- REQUIREMENT
Reproduce the listing below, replacing every occurrence of "one marker apiece" with "one marker per instance" and leaving all other text unchanged. Omit the pictures from the result.

Start of ITEMS

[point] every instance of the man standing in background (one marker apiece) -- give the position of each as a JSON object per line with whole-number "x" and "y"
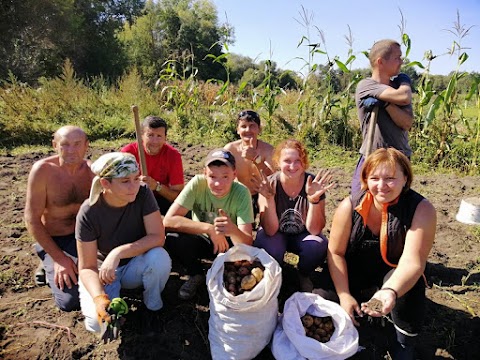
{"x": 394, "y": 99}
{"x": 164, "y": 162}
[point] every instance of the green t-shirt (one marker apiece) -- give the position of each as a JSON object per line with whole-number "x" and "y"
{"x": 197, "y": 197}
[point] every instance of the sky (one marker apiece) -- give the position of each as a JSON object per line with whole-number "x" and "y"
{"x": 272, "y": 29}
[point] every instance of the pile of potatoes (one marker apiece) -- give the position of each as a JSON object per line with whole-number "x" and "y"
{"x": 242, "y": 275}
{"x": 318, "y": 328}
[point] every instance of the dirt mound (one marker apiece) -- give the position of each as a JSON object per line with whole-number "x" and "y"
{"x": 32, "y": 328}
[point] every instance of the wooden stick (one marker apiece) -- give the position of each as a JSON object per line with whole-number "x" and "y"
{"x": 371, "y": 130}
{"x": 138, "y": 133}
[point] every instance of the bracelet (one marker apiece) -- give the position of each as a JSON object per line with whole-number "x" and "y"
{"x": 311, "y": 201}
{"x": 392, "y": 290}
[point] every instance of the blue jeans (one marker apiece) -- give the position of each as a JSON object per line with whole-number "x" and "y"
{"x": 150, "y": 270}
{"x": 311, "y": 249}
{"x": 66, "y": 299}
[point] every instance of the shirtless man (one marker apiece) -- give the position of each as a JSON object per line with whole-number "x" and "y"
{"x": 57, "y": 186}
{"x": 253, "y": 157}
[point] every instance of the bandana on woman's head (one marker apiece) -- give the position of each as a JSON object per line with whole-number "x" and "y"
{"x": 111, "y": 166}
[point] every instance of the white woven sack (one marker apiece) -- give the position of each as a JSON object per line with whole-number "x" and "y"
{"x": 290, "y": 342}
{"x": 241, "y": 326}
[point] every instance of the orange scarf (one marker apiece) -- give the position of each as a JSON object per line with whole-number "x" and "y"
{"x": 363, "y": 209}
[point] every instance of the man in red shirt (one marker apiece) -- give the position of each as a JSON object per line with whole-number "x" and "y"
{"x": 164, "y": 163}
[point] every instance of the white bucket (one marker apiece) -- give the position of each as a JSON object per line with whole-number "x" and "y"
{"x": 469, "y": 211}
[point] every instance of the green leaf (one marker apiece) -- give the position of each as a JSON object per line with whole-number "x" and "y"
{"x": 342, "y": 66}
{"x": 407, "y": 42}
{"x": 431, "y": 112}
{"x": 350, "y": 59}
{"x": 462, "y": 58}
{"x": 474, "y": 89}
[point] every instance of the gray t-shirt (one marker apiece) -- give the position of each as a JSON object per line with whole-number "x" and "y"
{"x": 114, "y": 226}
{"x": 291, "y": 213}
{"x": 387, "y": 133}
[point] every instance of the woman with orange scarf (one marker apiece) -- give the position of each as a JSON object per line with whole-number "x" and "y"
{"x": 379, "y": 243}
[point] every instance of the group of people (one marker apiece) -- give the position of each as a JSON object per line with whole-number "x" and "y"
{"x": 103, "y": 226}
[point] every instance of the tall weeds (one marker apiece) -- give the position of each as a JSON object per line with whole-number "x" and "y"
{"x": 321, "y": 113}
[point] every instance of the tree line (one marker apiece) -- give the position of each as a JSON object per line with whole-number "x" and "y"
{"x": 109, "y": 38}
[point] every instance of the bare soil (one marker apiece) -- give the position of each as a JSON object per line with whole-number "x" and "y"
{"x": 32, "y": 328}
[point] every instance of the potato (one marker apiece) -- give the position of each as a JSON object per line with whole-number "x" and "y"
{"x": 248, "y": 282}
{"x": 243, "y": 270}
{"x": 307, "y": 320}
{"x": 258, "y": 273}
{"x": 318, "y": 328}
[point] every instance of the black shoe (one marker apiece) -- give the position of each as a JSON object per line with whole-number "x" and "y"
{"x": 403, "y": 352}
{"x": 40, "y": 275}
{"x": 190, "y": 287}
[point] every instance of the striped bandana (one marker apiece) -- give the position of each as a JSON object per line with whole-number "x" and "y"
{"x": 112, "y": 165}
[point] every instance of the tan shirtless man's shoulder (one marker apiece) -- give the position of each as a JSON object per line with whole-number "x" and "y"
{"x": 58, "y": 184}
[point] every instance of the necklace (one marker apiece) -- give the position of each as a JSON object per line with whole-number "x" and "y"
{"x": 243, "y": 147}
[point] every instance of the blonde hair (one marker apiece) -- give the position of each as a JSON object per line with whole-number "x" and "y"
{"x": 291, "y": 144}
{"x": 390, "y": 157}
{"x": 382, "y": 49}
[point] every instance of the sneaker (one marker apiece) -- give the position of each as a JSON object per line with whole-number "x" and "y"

End of ITEMS

- ANSWER FOR THIS EXERCISE
[point] every instance of the man standing in background (one marker per instance) -- give the position of each as a JSON object per line with whole-number "x" and "y"
{"x": 394, "y": 99}
{"x": 164, "y": 162}
[point] every instance of the green t-shirt (one marker per instance) -- give the position of each as a JSON object per line with whole-number "x" and "y"
{"x": 197, "y": 197}
[point] every instance of the sky (one marker per instance) -- give the position of each as a JSON object per line with whole-number "x" and "y"
{"x": 272, "y": 29}
[point] every instance of the pile of potatoes (one marker per instance) -- give the position of each as a JSON object per line with whole-number "x" and "y"
{"x": 242, "y": 275}
{"x": 318, "y": 328}
[point] every instance of the dirt mound (one marker per instance) -- give the position of each as a JSON object per line with whole-number "x" and "y"
{"x": 32, "y": 328}
[point] every instance of the wooden stick (one marker per instance) -- give the position of each as a JSON object per line with whole-number "x" and "y"
{"x": 371, "y": 130}
{"x": 138, "y": 133}
[point] every instance of the bracelet (one marker per instance) -- give the position of each as a JSON object per line with whole-number "x" and "y"
{"x": 311, "y": 201}
{"x": 392, "y": 290}
[point] every instance of the blue jeans (one marker per instance) -- give the position of each as a JSON object per line with whole-number "x" and "y"
{"x": 150, "y": 270}
{"x": 311, "y": 249}
{"x": 66, "y": 299}
[point] every instance of the shirtless man (one marker per instance) -- give the position of each as a JSON object per line with whole-number "x" and "y"
{"x": 57, "y": 186}
{"x": 253, "y": 157}
[point] every instance of the bandana on woman's head (one marker per instance) -- give the position of each as a JSON object per line with whole-number "x" and "y"
{"x": 111, "y": 166}
[point] every instance of the white woven sack (one marker per instance) -- give the position of each as a JSON object per line with whole-number "x" and "y"
{"x": 290, "y": 342}
{"x": 241, "y": 326}
[point] every instance of the orange scarf (one marker per instance) -- give the position of each as a JSON object per line with whole-number "x" and "y"
{"x": 363, "y": 209}
[point] every instance of the man in red shirt (one marker per instance) -- give the position of each as a JSON object per line with whole-number "x" and "y"
{"x": 164, "y": 163}
[point] every instance of the white bucket (one marker per instance) -- give the position of each as a JSON object per line with whole-number "x" and "y"
{"x": 469, "y": 211}
[point] every instance of the green leaf (one marker per instance) -- give the position of each as a JSON object per line with whole-number "x" and "y"
{"x": 342, "y": 66}
{"x": 407, "y": 42}
{"x": 431, "y": 112}
{"x": 350, "y": 59}
{"x": 462, "y": 58}
{"x": 474, "y": 89}
[point] every instance of the gray t-shirt (one marker per instance) -- give the position of each as a JSON object per line with whole-number "x" and "y"
{"x": 114, "y": 226}
{"x": 291, "y": 213}
{"x": 387, "y": 133}
[point] every instance of the woman with orange scarf (one marker per instance) -- give the position of each as a JSON object per line with whole-number "x" and "y"
{"x": 379, "y": 243}
[point] every instance of the group of people (one marker per instance) -- give the position of each as a JSON object per line with whole-number "x" and "y"
{"x": 103, "y": 226}
[point] every instance of the tall weeds (one marker per instance) -- give the position of each as a JSON object per line with whole-number "x" and "y"
{"x": 321, "y": 113}
[point] every instance of the tree line (one marker per instance) -- give the position of each as a JSON object per line with whole-number "x" and "y"
{"x": 109, "y": 38}
[point] every instance of the bare soil (one marker per instance) -- give the position of each as a JSON object per line with whole-number "x" and "y"
{"x": 32, "y": 328}
[point] every instance of the potato (one marker per instance) -- give the position of each as a JSON object per line with whole-number "x" and "y"
{"x": 248, "y": 282}
{"x": 243, "y": 270}
{"x": 307, "y": 320}
{"x": 258, "y": 273}
{"x": 318, "y": 328}
[point] every instance of the black shoe (one marker per instance) -- give the position of each as a JSON object per line with whole-number "x" and "y"
{"x": 403, "y": 352}
{"x": 40, "y": 275}
{"x": 190, "y": 287}
[point] every instance of the striped bandana (one marker per instance) -- give the position of each as a JSON object per line with whole-number "x" and "y"
{"x": 112, "y": 165}
[point] every instance of the tan shirtless man's shoulder (one marker per instance) -- give the position of each as a JSON object per line with whole-number "x" and "y"
{"x": 58, "y": 184}
[point] every instance of the necklace (one marker per instance) -- give the position of each as a JSON object per line with whole-number "x" and "y"
{"x": 243, "y": 147}
[point] every instance of the blonde hair (one marker per instance) -- give the position of each as a JSON object per line with whole-number "x" and "y"
{"x": 291, "y": 144}
{"x": 390, "y": 157}
{"x": 382, "y": 49}
[point] every instance of the sneaker (one marker per instance) -- give the position of each as a JSON object per line with whole-number "x" and "y"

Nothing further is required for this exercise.